## begin Dataset extract

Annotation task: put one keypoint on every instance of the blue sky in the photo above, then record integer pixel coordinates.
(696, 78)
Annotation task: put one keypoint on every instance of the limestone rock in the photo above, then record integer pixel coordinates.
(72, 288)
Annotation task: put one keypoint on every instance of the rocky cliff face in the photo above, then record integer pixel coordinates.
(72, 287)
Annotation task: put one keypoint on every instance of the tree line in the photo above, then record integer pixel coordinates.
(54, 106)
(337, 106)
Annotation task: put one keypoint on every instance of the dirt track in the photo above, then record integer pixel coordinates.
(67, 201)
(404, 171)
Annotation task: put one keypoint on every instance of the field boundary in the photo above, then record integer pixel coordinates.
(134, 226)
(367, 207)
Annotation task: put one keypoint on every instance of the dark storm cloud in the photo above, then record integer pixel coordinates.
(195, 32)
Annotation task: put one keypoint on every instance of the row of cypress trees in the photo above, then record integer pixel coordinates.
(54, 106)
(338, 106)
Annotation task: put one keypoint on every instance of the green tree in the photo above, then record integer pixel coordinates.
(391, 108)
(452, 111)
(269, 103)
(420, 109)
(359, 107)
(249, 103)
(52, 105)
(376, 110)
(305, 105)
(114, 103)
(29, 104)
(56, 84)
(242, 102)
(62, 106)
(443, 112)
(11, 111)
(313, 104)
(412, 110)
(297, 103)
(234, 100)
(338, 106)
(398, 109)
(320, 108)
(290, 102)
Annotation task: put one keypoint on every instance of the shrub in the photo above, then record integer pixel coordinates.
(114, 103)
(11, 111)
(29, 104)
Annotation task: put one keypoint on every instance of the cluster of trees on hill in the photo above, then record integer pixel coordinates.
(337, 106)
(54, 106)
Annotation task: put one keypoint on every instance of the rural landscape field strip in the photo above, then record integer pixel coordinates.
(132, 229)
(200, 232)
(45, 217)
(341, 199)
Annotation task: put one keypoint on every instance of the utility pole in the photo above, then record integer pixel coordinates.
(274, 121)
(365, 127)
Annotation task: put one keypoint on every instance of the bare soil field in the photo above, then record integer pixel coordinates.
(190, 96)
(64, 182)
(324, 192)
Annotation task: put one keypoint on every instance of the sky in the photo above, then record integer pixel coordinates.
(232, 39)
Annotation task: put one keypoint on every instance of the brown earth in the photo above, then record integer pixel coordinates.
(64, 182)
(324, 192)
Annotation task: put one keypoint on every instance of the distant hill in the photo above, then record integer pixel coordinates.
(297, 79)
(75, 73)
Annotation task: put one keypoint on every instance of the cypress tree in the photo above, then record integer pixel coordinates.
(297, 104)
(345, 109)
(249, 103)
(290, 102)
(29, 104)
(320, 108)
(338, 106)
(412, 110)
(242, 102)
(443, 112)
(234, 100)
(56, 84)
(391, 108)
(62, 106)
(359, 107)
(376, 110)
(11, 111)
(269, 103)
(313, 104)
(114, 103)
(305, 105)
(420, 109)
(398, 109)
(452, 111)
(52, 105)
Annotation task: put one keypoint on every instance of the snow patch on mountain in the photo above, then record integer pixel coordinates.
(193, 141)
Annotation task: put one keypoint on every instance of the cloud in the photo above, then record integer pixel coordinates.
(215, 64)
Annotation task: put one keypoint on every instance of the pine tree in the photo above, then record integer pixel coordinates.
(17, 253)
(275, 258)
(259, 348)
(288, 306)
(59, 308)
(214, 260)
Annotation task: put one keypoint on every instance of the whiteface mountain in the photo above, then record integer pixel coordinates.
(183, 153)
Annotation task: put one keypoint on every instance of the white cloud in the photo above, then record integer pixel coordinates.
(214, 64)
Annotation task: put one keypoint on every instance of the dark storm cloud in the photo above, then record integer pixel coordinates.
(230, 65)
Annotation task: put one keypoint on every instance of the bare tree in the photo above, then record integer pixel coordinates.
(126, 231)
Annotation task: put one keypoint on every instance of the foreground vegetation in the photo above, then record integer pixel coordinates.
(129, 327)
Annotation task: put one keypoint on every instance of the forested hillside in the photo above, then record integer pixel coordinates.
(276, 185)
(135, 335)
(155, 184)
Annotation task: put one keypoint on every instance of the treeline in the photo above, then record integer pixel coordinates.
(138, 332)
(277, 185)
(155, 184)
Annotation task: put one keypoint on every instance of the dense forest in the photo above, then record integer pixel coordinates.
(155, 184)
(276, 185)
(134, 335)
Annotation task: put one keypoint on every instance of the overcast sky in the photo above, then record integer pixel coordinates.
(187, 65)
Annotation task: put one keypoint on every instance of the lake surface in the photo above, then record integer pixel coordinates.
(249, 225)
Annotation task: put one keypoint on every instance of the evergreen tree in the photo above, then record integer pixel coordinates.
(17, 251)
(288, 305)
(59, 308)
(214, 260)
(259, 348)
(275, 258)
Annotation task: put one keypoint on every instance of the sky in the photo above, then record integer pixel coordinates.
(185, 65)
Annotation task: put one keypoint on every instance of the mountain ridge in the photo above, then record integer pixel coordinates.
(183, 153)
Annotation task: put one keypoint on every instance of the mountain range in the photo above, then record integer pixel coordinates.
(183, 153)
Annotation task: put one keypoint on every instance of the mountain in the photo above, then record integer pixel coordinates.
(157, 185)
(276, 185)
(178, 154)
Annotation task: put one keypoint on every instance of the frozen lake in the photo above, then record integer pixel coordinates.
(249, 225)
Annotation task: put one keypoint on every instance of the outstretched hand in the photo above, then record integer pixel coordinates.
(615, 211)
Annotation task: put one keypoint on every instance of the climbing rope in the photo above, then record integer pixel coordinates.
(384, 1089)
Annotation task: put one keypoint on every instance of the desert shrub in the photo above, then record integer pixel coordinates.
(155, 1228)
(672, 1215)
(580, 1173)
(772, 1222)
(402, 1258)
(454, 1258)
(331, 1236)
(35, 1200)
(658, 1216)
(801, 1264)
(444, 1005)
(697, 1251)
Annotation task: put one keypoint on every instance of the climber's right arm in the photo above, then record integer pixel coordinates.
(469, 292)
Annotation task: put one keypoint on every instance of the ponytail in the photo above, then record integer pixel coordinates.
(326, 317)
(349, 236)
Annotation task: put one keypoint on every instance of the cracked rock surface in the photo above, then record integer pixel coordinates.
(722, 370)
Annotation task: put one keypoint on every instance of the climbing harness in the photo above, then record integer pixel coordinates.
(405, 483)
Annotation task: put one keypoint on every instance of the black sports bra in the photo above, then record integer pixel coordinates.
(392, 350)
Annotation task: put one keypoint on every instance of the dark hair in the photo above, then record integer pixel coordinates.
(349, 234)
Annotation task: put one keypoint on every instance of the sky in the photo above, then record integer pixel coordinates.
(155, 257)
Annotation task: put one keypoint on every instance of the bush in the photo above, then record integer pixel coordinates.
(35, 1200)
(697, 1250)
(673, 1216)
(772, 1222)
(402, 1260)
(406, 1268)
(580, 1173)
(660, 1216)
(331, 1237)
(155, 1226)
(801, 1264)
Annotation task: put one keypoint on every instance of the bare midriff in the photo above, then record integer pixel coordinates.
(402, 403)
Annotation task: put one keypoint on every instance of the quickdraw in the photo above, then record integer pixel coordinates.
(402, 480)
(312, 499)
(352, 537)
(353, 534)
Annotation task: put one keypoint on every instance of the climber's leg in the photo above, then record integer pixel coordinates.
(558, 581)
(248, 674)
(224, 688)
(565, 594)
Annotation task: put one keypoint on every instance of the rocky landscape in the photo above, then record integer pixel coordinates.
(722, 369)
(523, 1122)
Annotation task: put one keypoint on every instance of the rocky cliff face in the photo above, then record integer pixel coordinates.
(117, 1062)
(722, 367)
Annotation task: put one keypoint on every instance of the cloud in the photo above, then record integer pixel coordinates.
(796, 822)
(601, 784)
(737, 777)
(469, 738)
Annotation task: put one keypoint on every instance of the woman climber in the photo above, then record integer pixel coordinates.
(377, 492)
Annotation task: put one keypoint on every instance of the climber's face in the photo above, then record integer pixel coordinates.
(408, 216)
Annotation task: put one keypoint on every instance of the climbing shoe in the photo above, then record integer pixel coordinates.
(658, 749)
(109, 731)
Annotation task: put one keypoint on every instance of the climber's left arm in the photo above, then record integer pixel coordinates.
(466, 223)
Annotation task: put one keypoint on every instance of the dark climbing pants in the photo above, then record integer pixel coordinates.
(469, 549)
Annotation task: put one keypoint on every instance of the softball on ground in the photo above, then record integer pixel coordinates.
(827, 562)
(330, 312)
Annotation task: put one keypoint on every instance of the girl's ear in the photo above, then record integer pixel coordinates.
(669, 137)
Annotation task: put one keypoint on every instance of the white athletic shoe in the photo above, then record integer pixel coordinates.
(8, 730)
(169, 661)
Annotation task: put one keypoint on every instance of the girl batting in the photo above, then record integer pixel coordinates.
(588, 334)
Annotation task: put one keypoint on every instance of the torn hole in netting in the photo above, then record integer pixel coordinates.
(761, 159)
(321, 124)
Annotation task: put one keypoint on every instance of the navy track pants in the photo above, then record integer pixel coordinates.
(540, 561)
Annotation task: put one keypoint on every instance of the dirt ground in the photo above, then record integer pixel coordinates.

## end Dataset extract

Goal :: Write out the lines above from the one containing "the girl batting" through the last, exactly as they are.

Task output ::
Annotation task: put one keypoint on every instance of the girl batting in the photo above, then record integer pixel coordinates.
(588, 334)
Annotation task: put one keypoint on every instance of the torn hole in netting in the photo above, then record integer pixel coordinates.
(761, 159)
(321, 124)
Annotation task: put one keypoint on every instance of the navy track pants in the photo above, then record integer pixel coordinates.
(540, 561)
Annotation task: put one keypoint on every instance of the dirt ground in the photo above, then record integer pixel coordinates.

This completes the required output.